PROBLEM: Working from the listing below, pick each line containing the word "black" and copy it.

PROVIDED RECORDS:
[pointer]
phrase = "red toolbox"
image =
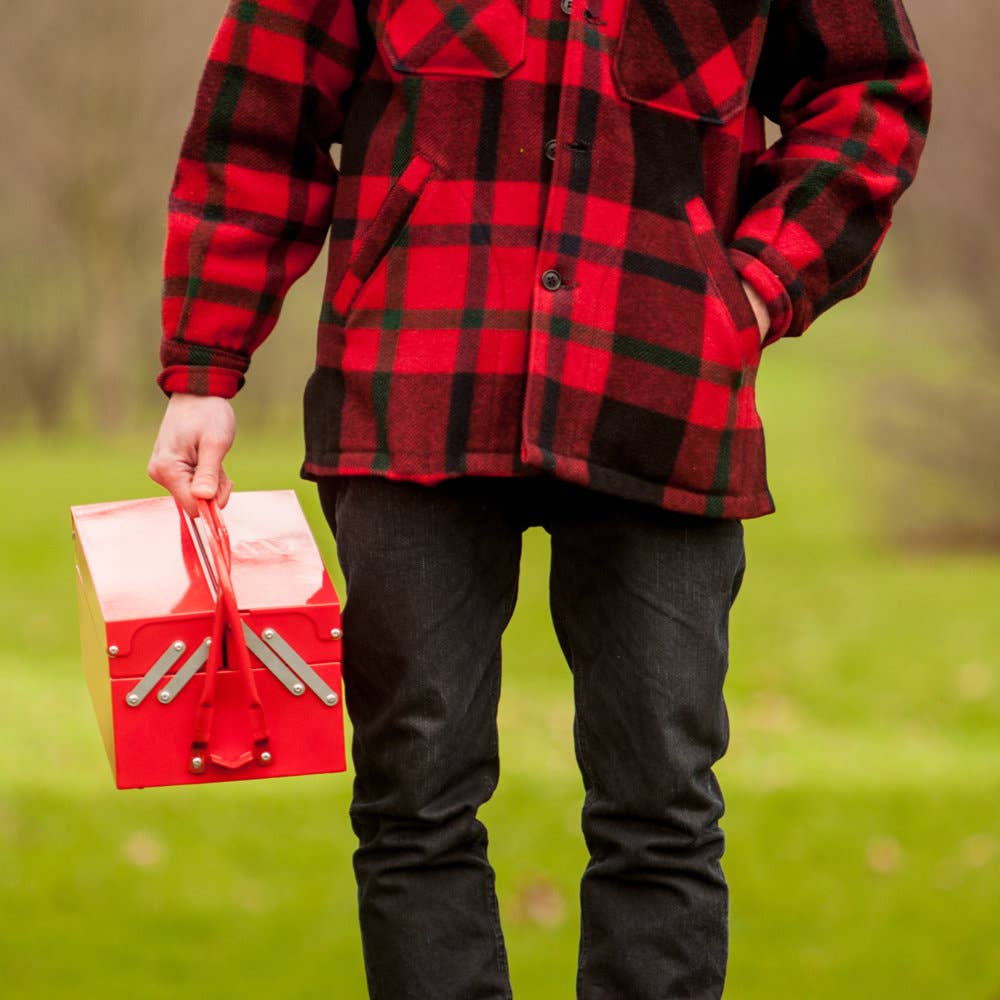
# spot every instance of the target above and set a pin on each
(211, 646)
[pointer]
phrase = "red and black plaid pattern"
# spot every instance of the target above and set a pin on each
(540, 223)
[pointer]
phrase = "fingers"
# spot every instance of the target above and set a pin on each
(195, 435)
(208, 473)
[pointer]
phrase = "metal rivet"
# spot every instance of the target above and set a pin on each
(551, 280)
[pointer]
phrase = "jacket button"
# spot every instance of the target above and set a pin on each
(551, 280)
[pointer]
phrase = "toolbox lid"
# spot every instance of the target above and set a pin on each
(143, 561)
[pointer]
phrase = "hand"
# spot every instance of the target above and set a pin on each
(194, 437)
(759, 309)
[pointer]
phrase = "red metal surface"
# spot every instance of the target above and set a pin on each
(146, 584)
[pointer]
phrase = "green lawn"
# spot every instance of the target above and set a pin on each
(863, 778)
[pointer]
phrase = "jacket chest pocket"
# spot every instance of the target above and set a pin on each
(478, 38)
(693, 58)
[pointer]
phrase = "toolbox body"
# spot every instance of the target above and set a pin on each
(148, 592)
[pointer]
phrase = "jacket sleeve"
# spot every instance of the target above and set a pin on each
(847, 85)
(250, 202)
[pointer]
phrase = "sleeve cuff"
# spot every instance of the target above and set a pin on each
(200, 380)
(771, 289)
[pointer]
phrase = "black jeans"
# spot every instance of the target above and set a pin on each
(640, 599)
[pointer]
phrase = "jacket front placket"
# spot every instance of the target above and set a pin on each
(569, 340)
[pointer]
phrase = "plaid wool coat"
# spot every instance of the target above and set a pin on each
(539, 225)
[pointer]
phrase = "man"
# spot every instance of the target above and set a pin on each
(558, 245)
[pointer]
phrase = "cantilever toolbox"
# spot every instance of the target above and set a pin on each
(211, 646)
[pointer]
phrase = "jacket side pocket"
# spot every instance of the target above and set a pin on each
(383, 230)
(724, 280)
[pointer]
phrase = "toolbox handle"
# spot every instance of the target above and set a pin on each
(227, 629)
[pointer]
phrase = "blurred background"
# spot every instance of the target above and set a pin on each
(863, 777)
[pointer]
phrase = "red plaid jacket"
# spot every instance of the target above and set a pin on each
(539, 224)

TASK OUTPUT:
phrase = "red and black plaid pattern"
phrase = "black jeans"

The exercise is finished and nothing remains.